» **WHAT YOU HAVE TO DO**:
Copy the material below word for word, starting with the line that contains "number 80 and" and continuing through the final line of the material. Leave the pictures out.

Items from a data source

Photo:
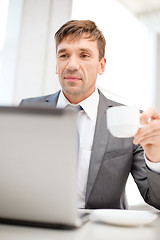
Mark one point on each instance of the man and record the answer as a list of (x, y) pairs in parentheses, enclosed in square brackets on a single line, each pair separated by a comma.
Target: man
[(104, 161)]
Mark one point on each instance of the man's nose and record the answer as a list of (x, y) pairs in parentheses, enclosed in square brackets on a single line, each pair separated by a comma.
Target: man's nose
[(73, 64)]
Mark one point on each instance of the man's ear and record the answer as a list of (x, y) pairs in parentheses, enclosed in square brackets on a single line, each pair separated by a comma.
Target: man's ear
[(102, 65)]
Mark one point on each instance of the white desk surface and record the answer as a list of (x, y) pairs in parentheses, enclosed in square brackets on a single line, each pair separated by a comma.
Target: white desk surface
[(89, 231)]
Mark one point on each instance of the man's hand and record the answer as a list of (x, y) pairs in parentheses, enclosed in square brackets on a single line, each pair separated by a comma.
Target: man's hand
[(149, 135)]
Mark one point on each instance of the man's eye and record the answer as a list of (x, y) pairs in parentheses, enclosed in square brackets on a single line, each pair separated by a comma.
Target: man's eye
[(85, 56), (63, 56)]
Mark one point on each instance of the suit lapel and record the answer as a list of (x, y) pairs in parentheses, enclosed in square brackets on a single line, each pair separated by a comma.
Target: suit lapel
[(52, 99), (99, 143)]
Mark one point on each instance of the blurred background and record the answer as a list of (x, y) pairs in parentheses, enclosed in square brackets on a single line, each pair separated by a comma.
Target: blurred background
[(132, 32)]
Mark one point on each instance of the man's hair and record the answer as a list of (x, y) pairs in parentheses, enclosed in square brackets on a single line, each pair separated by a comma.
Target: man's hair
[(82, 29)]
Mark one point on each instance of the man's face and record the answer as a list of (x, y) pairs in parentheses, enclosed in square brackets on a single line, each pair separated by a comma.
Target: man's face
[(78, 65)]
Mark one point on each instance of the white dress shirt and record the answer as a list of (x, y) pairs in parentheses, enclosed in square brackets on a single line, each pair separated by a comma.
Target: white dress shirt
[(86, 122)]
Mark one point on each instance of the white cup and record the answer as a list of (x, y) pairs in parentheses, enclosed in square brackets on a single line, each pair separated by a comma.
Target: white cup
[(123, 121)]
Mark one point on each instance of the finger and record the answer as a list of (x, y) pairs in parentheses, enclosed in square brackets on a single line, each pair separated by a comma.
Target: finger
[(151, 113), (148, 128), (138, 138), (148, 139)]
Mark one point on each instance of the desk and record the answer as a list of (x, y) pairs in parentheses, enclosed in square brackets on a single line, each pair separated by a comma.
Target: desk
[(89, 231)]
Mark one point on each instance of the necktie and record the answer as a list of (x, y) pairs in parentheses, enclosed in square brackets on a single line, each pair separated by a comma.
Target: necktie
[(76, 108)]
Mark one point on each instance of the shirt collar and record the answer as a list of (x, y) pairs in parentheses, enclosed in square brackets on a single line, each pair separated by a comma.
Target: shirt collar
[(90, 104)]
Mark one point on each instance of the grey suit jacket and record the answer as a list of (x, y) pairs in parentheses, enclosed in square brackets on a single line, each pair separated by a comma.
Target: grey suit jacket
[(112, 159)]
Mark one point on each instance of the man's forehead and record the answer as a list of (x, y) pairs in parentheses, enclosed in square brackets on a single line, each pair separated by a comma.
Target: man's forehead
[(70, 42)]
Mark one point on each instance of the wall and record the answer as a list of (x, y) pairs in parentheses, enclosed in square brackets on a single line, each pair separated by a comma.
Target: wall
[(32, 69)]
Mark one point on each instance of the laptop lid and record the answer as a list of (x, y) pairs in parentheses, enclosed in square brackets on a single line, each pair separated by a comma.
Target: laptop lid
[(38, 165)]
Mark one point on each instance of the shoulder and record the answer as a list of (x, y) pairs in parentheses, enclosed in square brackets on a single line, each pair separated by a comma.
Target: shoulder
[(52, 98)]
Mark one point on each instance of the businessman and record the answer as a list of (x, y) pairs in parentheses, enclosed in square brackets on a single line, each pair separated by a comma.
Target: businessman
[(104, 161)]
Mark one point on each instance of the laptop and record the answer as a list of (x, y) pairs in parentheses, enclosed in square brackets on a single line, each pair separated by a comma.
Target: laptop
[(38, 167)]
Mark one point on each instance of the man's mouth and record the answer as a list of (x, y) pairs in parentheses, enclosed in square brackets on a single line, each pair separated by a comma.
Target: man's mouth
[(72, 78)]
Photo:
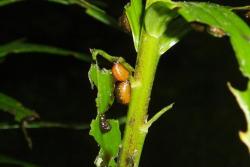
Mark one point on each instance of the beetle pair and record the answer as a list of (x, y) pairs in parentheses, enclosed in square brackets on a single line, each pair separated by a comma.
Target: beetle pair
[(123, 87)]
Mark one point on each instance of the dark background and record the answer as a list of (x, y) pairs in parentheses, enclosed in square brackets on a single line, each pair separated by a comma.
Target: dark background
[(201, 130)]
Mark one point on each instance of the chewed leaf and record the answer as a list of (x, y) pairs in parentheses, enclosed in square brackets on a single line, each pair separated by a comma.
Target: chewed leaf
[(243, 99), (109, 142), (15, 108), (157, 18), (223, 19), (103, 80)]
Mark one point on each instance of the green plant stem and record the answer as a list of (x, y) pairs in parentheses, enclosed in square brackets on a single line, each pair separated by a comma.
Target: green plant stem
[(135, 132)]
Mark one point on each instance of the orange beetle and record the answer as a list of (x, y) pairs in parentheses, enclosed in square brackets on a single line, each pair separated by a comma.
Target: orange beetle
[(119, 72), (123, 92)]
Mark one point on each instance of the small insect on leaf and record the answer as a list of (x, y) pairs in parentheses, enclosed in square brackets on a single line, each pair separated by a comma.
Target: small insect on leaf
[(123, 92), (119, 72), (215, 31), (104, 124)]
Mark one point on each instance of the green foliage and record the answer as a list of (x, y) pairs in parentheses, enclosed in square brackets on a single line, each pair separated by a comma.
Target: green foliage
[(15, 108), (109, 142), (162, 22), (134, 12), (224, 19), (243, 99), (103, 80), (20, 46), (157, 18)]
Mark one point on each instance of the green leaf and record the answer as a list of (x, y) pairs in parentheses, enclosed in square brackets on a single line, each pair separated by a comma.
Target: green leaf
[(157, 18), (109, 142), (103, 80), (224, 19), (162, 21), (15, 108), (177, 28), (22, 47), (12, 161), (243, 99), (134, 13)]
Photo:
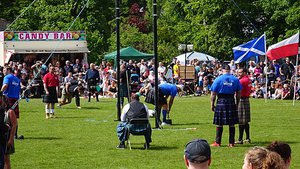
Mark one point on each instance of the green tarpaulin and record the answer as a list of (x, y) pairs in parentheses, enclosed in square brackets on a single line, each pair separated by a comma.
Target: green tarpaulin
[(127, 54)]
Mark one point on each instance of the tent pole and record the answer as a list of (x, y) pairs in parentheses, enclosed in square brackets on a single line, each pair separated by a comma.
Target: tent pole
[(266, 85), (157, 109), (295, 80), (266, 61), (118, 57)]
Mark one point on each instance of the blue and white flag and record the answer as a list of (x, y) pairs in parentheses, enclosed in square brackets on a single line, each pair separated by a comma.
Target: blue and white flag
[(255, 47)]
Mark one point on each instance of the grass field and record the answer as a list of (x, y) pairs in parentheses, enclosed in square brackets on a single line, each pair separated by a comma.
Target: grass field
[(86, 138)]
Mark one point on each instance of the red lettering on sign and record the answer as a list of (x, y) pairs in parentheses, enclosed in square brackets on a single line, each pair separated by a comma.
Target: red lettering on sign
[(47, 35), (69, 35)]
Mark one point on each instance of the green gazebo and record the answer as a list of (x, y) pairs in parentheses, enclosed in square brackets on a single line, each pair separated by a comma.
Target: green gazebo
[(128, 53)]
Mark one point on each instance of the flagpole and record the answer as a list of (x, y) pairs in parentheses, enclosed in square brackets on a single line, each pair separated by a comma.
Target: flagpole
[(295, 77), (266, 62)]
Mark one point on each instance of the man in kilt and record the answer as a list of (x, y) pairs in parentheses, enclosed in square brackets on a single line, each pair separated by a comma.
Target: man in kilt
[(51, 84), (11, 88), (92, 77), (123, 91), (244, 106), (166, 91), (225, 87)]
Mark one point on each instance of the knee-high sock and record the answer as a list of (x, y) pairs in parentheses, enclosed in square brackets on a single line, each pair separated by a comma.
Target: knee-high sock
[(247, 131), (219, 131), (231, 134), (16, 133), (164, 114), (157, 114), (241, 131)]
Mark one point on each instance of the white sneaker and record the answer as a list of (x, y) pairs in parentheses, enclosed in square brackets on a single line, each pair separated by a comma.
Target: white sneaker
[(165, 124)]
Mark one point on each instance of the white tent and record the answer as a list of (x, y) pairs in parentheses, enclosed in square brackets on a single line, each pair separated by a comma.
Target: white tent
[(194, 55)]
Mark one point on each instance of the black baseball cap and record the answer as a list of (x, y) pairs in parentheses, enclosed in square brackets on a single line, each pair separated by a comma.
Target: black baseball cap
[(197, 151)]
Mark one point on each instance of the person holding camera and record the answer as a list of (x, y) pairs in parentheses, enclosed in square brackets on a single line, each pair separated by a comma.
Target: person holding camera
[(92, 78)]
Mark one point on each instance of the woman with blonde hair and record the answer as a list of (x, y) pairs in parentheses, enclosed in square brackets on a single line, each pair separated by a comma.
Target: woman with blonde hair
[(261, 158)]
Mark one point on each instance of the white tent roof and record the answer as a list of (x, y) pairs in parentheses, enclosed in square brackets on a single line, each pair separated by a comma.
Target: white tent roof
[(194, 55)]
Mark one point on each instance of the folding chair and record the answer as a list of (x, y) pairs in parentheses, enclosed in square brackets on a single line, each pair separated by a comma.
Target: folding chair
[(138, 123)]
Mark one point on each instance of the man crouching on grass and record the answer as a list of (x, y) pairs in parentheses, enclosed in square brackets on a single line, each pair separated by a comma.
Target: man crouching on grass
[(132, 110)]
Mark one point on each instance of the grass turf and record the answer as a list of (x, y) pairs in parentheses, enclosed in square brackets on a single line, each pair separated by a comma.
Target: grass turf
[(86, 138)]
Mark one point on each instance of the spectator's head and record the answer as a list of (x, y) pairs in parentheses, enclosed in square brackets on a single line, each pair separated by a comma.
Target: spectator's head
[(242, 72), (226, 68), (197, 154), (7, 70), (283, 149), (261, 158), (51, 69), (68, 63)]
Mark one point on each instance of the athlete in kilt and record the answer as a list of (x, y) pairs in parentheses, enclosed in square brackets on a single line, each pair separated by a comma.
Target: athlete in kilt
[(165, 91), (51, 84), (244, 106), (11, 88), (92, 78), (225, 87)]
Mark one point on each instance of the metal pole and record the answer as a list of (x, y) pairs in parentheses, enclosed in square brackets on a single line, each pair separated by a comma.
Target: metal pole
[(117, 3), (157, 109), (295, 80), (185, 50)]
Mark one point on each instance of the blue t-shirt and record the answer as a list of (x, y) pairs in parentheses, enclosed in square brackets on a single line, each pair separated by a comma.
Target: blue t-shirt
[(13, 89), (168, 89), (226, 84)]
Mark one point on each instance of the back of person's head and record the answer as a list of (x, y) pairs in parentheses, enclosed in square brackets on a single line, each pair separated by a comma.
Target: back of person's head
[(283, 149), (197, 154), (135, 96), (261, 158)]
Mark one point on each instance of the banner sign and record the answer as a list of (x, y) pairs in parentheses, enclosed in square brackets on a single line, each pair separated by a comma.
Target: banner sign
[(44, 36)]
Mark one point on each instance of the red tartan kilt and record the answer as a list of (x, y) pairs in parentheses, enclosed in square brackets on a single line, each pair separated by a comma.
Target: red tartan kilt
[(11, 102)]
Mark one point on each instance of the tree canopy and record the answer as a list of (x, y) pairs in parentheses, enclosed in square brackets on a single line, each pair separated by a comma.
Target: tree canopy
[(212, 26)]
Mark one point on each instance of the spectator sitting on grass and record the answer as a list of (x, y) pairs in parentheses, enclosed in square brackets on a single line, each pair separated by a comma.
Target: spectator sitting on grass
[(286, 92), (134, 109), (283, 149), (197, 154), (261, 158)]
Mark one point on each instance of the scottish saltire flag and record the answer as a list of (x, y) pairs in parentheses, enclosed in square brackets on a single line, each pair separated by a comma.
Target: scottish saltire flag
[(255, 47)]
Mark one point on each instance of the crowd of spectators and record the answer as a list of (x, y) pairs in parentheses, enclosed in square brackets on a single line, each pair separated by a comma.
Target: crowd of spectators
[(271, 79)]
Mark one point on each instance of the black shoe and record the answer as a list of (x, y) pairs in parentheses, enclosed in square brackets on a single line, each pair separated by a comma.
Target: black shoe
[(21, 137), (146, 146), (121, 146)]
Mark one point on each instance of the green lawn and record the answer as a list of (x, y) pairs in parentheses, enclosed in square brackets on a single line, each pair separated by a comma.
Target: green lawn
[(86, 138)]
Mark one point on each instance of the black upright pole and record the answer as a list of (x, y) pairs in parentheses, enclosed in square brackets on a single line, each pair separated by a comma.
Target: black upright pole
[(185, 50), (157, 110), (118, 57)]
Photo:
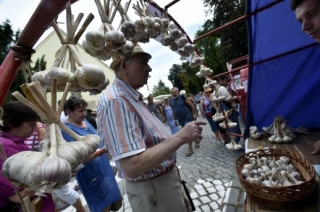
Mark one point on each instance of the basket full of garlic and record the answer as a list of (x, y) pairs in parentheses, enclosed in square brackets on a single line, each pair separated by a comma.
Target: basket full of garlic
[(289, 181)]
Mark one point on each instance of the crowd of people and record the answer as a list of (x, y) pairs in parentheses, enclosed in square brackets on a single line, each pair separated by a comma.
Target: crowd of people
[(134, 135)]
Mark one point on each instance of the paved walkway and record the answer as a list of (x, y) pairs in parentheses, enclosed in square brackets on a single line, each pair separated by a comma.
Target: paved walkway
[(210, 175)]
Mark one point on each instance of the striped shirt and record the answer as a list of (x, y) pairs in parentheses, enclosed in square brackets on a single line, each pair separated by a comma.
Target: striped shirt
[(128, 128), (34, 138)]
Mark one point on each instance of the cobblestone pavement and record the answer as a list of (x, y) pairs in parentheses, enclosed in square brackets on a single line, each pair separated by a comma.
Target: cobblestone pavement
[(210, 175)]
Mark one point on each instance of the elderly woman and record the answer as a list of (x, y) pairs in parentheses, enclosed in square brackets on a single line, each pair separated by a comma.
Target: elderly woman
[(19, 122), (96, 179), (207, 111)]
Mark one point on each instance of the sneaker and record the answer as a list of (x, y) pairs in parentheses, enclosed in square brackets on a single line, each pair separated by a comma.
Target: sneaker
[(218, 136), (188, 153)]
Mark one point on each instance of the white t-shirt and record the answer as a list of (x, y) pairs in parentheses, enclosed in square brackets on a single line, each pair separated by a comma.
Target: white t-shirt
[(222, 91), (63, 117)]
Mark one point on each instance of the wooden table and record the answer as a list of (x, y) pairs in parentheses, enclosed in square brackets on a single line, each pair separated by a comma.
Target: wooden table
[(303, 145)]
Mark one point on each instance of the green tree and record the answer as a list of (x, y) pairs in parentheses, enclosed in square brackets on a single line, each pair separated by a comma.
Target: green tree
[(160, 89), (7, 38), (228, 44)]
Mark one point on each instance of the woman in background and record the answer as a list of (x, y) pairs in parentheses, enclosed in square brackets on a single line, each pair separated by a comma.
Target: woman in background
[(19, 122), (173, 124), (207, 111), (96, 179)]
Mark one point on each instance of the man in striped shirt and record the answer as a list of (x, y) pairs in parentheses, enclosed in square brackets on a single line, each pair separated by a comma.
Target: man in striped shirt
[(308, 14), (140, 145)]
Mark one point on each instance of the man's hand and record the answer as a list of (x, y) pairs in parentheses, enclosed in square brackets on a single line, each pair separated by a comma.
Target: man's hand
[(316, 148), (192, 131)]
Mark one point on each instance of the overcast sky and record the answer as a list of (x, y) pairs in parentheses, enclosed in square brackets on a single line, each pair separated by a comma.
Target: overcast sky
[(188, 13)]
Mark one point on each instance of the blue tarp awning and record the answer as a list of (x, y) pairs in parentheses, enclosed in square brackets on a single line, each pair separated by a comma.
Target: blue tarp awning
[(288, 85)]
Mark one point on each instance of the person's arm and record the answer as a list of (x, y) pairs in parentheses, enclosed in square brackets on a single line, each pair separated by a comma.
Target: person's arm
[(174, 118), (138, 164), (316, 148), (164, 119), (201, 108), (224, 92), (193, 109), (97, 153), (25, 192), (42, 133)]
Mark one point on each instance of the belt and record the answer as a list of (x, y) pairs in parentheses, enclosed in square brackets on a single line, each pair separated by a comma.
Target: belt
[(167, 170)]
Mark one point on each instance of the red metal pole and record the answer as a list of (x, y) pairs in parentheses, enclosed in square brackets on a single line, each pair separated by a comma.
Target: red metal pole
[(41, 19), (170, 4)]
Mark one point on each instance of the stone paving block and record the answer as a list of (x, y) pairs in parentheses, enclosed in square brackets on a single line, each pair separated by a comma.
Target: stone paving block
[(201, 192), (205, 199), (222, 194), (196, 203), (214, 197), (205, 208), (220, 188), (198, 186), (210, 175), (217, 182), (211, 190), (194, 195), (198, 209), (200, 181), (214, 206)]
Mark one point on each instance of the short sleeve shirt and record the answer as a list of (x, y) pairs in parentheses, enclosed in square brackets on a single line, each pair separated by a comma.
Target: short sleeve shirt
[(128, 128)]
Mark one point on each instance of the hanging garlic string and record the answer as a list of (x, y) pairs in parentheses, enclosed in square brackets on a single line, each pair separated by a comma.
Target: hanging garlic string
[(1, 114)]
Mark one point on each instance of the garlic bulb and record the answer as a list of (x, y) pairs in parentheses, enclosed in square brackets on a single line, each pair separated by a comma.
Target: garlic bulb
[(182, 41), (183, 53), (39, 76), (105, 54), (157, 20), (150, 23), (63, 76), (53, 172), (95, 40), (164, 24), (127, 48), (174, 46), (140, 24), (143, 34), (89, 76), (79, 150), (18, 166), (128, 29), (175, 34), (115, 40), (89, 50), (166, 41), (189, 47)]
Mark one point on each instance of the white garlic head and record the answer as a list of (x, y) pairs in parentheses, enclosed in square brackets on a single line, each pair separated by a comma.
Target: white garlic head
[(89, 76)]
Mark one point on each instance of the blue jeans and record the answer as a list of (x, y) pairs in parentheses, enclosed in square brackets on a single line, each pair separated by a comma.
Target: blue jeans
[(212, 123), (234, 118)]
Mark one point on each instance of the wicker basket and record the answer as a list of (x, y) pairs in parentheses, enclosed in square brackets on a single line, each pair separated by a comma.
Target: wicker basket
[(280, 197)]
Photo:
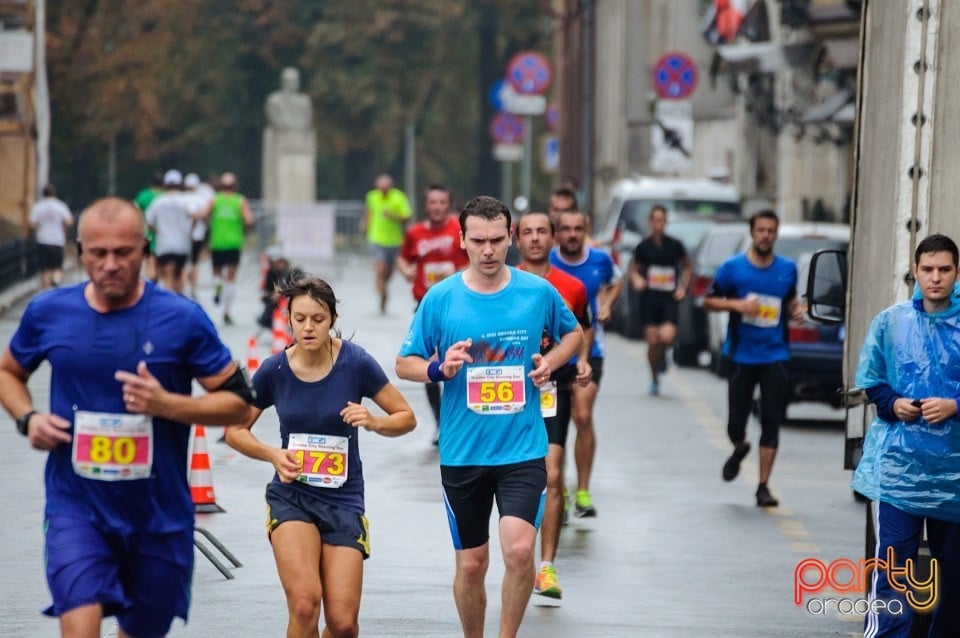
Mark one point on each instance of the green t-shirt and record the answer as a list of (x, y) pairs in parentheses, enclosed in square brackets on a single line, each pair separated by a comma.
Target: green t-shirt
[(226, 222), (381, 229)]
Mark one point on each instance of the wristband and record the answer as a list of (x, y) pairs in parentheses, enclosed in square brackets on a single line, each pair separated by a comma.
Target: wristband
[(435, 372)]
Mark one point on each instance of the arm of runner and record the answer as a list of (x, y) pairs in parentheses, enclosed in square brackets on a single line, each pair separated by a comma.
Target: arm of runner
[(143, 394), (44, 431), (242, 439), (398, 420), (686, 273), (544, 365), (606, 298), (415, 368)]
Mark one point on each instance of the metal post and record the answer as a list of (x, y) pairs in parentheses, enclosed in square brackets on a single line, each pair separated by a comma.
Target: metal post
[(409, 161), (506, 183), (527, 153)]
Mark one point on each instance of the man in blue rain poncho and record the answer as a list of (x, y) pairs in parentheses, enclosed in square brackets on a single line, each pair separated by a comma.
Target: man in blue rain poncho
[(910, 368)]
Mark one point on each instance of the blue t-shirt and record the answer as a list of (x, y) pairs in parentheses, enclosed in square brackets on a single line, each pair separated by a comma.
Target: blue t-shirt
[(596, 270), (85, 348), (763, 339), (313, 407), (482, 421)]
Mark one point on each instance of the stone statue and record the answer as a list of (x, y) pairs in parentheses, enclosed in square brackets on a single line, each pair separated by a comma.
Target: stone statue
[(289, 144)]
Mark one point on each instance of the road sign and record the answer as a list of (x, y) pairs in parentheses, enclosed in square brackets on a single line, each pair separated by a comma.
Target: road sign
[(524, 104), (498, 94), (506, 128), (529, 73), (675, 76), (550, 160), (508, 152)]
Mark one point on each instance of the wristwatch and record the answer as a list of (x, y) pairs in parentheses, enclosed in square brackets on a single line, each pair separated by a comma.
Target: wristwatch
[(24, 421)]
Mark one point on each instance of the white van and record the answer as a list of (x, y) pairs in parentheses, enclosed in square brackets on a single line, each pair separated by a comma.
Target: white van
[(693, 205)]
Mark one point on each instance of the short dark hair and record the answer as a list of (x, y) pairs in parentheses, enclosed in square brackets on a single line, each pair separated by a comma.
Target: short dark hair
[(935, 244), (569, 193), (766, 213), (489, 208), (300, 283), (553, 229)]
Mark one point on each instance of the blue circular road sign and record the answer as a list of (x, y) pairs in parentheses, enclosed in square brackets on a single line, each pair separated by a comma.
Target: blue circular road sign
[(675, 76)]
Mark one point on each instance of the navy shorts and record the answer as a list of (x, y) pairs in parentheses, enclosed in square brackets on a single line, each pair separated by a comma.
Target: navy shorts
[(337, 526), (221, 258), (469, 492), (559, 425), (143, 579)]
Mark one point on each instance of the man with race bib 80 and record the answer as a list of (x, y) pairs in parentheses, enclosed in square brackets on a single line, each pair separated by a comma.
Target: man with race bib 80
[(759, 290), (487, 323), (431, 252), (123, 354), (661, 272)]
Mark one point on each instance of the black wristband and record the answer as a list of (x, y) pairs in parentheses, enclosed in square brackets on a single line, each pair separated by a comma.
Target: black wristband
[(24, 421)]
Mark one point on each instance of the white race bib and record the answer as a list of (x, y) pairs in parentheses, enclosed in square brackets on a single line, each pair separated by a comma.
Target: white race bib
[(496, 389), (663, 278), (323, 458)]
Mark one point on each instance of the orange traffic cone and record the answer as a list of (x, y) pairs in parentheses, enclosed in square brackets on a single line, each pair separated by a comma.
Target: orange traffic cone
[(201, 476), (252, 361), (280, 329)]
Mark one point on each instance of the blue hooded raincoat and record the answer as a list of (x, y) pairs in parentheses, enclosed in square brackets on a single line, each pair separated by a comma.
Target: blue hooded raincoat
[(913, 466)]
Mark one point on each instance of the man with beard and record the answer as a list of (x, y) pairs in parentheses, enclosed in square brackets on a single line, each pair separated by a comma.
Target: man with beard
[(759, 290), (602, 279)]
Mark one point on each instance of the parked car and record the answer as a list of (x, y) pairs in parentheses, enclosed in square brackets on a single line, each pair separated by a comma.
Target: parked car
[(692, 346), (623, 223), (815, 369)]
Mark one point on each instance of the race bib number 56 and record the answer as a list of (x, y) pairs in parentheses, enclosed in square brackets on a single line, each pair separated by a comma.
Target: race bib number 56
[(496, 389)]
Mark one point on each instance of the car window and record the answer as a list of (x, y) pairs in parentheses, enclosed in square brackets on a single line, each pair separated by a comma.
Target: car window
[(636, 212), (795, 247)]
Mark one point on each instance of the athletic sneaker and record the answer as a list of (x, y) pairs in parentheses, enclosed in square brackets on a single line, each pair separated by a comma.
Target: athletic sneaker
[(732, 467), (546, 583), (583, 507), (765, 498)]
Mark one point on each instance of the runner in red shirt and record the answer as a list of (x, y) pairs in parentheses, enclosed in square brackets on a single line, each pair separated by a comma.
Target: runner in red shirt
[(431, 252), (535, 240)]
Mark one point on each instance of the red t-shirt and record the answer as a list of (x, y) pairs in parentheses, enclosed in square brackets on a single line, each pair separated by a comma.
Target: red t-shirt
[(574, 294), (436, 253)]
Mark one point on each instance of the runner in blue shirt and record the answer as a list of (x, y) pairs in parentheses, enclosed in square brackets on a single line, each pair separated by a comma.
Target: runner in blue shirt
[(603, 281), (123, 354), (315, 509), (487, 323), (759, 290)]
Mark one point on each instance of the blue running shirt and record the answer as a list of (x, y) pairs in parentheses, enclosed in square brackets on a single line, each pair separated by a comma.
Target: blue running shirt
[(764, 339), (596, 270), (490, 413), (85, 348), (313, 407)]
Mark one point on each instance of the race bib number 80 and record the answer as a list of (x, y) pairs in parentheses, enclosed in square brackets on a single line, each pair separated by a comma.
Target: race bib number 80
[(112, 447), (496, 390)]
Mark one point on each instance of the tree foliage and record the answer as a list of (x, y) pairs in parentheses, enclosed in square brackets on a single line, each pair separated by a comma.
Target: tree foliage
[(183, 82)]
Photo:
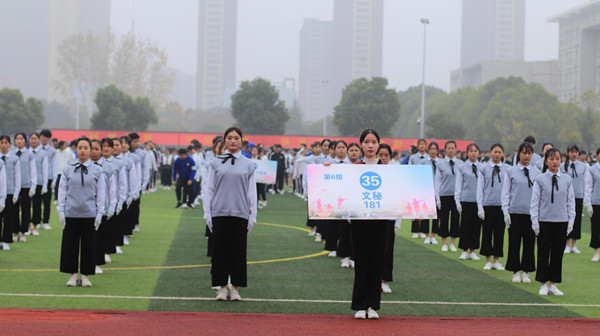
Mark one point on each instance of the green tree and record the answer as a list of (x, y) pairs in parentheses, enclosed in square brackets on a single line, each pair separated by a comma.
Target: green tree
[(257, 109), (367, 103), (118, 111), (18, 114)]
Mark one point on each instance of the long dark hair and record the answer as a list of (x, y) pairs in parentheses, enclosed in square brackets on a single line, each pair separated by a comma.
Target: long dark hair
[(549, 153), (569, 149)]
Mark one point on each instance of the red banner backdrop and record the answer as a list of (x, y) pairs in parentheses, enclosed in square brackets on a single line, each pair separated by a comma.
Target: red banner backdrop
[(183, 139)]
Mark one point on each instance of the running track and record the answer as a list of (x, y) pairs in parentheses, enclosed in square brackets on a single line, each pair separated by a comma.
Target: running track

» **WRITTEN RESPONSE**:
Mark one point on each instance of the race bib number 80 and record the answer as a list of (x, y) pairs in parentheses, enclosed in square brackets on a single line, each pair separated by a comma.
Target: race bib number 80
[(112, 447), (496, 390)]
Mark one point on each instance of the tree foliage and record the answer as a list of (x, y) pairs in parentheses, enclosed in square brackets on a single line, each pair separated by a comma.
Target: tree foliage
[(183, 82)]
Photo:
Mark one point on each instance of the green tree and record the answer as a list of (x, y) pairs in parentheses, enclosed in square brackets on a single line, each pair separated by a comma.
Target: green tree
[(257, 109), (367, 103), (118, 111), (18, 114)]
Mark one point on each instance of the long dark hair and record the answer as a list of (x, y) pairs in parentheses, enclosed in square brackets on a single line, each pair separated by a comma.
Target: long dark hair
[(549, 153), (569, 149)]
Mark one point on each instance of the red banner backdrop and record the answer as a list of (x, y) pairs in parentheses, enclosed in square brackets on a single line, each pair separated by a comma.
Target: red banner backdrop
[(183, 139)]
Mark one point on each instance of the running track and record the answer as a list of (x, y) pairs in parentheses, enclosed in square brackets on a single line, each pair separated by a comma.
Target: running track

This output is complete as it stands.